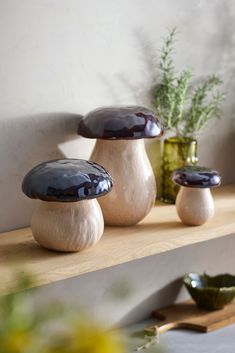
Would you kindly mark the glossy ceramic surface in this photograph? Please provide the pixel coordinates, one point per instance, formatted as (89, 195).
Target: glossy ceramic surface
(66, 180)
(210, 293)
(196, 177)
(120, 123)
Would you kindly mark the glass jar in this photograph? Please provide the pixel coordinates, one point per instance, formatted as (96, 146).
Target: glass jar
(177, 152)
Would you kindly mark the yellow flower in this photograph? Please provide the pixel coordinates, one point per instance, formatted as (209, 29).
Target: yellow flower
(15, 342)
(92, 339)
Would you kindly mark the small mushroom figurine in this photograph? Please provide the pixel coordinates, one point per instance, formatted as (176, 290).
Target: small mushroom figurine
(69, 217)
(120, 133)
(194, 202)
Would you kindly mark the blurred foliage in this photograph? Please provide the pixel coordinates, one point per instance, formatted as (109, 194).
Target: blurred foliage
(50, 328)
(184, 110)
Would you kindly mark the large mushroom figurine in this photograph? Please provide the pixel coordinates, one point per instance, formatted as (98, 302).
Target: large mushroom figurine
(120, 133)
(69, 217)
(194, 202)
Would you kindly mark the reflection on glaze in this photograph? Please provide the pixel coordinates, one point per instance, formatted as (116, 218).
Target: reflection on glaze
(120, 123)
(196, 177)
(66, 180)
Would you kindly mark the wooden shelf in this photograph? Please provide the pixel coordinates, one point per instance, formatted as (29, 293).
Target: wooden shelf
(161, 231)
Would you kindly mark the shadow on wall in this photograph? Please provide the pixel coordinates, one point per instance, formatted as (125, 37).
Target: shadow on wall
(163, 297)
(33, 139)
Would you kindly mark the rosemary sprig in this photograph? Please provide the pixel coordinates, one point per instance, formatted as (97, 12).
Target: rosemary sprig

═══

▶ _Instructions for the task_
Rewrite all of the records above as one numbered list, skipping blank lines and leaving out the pictures.

▶ _Response below_
1. Would you kindly mark the glossy ceramic surface in this photograph? Please provide the pixel coordinates, one point per instance, formatted as (89, 195).
2. Target: glossy ceramic surface
3. (66, 180)
4. (210, 293)
5. (196, 177)
6. (120, 123)
7. Would you kindly mark the glass jar in this photograph? Please provide the pixel coordinates, one point per instance, formatted as (96, 146).
8. Target: glass jar
9. (177, 152)
10. Would you kindly mark the yellow flower in this photograph? Please provide the pixel coordinates, one point per instance, formatted as (209, 29).
11. Target: yellow flower
12. (15, 342)
13. (92, 339)
14. Would you kindly mark the small mushroom figurine in this photograph? Please provide the pixel coordinates, one point per instance, formatted as (176, 290).
15. Target: small mushroom figurine
16. (69, 217)
17. (120, 133)
18. (194, 202)
19. Would you kindly mark the blurred foliage in this photograph? Please provide the pixel coordinates, one point per instance, formatted as (109, 194).
20. Target: blurred foliage
21. (50, 328)
22. (184, 110)
23. Would you kindly mark the large mushroom figurine in this photograph? Please provide the pixel coordinates, one point per instance, formatted as (98, 302).
24. Target: large mushroom figurine
25. (120, 133)
26. (69, 217)
27. (194, 202)
28. Would you kindly mark the reflection on glaze in this photograph? Please provide the pixel coordinates, one point per instance, formatted as (116, 218).
29. Target: reflection on glaze
30. (120, 123)
31. (196, 177)
32. (66, 180)
33. Would you kindly mark the wooden shelf in this photograph? Please provide the pixel coordinates, one point per instance, formatted as (29, 293).
34. Target: wooden shelf
35. (161, 231)
36. Would you kindly mark the shadow on wall in this photograph? Please provide the pixel coordinates, one point per instance, formatted as (125, 37).
37. Target: shadow on wall
38. (163, 297)
39. (33, 139)
40. Would you kindly mark the rosemary sprig in this photograph? Please provide the pixel coordinates, one point per instance, formatted as (97, 12).
41. Target: rosemary sprig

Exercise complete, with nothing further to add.